▶ [Your instructions]: Every line of the data below is to be written out again exactly.

....................

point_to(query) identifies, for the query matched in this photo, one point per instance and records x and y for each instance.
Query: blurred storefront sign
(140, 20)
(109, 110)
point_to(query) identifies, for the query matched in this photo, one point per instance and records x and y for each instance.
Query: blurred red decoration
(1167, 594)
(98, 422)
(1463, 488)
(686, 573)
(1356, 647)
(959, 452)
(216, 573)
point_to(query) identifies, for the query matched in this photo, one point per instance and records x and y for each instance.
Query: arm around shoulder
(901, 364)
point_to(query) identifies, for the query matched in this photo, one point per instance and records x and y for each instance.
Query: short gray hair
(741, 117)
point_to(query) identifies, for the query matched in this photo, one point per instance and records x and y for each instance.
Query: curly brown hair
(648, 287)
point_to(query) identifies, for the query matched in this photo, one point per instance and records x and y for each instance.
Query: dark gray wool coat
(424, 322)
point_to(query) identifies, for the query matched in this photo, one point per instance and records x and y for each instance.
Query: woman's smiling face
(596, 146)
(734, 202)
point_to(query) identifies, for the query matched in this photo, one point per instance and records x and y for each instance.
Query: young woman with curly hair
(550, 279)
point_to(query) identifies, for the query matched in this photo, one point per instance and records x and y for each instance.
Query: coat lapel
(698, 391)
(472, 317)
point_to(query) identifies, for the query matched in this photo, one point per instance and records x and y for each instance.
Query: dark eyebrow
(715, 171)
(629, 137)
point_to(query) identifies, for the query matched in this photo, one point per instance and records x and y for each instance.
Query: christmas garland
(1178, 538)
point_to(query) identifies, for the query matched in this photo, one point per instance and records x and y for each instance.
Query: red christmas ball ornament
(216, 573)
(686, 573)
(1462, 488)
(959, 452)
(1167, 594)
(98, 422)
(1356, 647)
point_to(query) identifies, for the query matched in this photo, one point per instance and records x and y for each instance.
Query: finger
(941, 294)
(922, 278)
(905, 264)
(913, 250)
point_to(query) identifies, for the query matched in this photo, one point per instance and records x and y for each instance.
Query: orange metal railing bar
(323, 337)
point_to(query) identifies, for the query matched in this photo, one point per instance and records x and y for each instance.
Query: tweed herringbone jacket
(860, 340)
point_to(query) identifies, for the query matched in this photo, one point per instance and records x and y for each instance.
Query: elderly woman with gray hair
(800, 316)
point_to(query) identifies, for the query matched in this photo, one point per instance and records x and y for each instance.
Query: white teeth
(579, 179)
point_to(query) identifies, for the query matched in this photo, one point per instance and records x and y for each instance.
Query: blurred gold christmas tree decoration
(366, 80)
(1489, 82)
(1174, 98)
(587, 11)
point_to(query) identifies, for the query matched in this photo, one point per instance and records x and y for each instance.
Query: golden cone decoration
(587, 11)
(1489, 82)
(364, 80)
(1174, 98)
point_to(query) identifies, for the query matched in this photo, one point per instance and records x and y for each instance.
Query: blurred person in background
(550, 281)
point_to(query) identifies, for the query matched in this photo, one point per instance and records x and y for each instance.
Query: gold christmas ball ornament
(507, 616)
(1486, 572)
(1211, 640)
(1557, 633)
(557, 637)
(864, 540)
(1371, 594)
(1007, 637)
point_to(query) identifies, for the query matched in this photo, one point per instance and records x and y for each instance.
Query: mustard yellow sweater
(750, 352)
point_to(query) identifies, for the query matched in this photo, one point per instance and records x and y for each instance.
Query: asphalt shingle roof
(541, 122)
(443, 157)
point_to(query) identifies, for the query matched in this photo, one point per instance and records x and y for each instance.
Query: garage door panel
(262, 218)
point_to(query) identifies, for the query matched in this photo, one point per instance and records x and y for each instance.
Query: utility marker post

....................

▶ [Exercise result]:
point_to(query) identifies, for the query matched in this photo, one point per instance and records x and y for each instance.
Query: blurred storefront sign
(140, 20)
(109, 110)
point_to(query) identifies, for the query matched in this photo, one point per instance and records x and y for each instance.
Query: blurred red decoration
(1167, 594)
(98, 422)
(1463, 488)
(686, 573)
(1356, 647)
(959, 452)
(216, 573)
point_to(query) identifies, for the query matched in this photo, one point per instance and records x and y for each instance.
Query: arm around shoulder
(901, 364)
point_to(query) identifies, for the query matched in this photo, one point per instance and records x and y for each instance.
Query: short gray hair
(741, 117)
point_to(query) identifies, for the query matched in this photo, one point per instance and records x and y for each instance.
Query: curly brown hair
(648, 287)
point_to(query) identifies, for the query matched in this photo, one point per instance and records x and y for each instance.
Query: dark gray wool coat
(424, 322)
point_to(query) identifies, for the query matched in this photo, one point per instance and records x and y for each instance.
Query: woman's smiling face
(596, 146)
(734, 202)
point_to(query) identifies, for the query matched in this photo, one point per instance and records x and y for each instance.
Query: young woman with curly hair
(550, 279)
point_to(query) identifies, for the query matched in this photo, one point per instance and records x and y for each instance.
Query: coat lapel
(698, 391)
(472, 317)
point_to(query) identifies, for the query matched in this photo, one point per instance and records x and y for each instance.
Query: dark eyebrow
(715, 171)
(629, 137)
point_to(query) identifies, for the query matched in this photo, one point per instance and records x and y for each instance.
Query: christmas garland
(1178, 538)
point_to(query) identifies, for the query matched in this photo, one point per instance and records x and y for each instance.
Query: red christmas ball ornament
(216, 573)
(686, 573)
(1462, 488)
(959, 452)
(1167, 594)
(98, 422)
(1356, 647)
point_to(query) identifies, for the query matched in this photo, one point per instance and records x and y for each instance.
Query: finger
(941, 294)
(922, 278)
(905, 264)
(913, 250)
point_to(query) identifies, for the query matched in this photo, one point per instance and records x and y for each instance.
Query: orange metal railing bar
(323, 337)
point_to(query) identifies, for the query matched in this photo, one point per instance and records x and y for each instance.
Query: tweed herringbone jacket
(860, 340)
point_to(query) identifies, for the query matched in this photo, one point per instance and records x and y for each instance.
Query: elderly woman with gray hair
(800, 316)
point_to(query) identifies, for the query matched in this photo, one point per instance and records x and y for each instance.
Query: white teeth
(579, 179)
point_to(query) identifies, for the query matched in this photo, one point per instance and records x and y for each instance.
Query: blurred gold christmas tree decoration
(366, 80)
(1489, 82)
(1174, 98)
(587, 11)
point_to(query) identifies, for the query matched in this photo, one point per instance and records x and y for each instance.
Query: golden cone decoration
(587, 11)
(1489, 82)
(364, 80)
(1174, 98)
point_to(query) identifies, for the query matched in this photo, one point per instance and records x and y for each instance.
Query: blurred person in background
(550, 281)
point_to(query) identifies, for the query matched in this photo, one point per instance and records x and y for each instance.
Query: gold christmas ball ornament
(507, 616)
(1486, 572)
(1211, 640)
(1557, 633)
(557, 637)
(864, 540)
(1371, 594)
(1007, 637)
point_to(query) identifies, for the query matched in this photo, one point per instance and records x and y for each instance.
Query: mustard yellow sweater
(750, 352)
point_to(query) identifies, for the query matched in this photo, one point per instance and records x and y for each instance.
Query: asphalt shingle roof
(541, 122)
(443, 157)
point_to(query) identifies, for the query matched in this photo, one point per instance and records x and y for each instance.
Query: garage door panel
(262, 218)
point_to(query) identifies, for the query matched in this photo, one point per instance and records x and y for each instance.
Query: utility marker post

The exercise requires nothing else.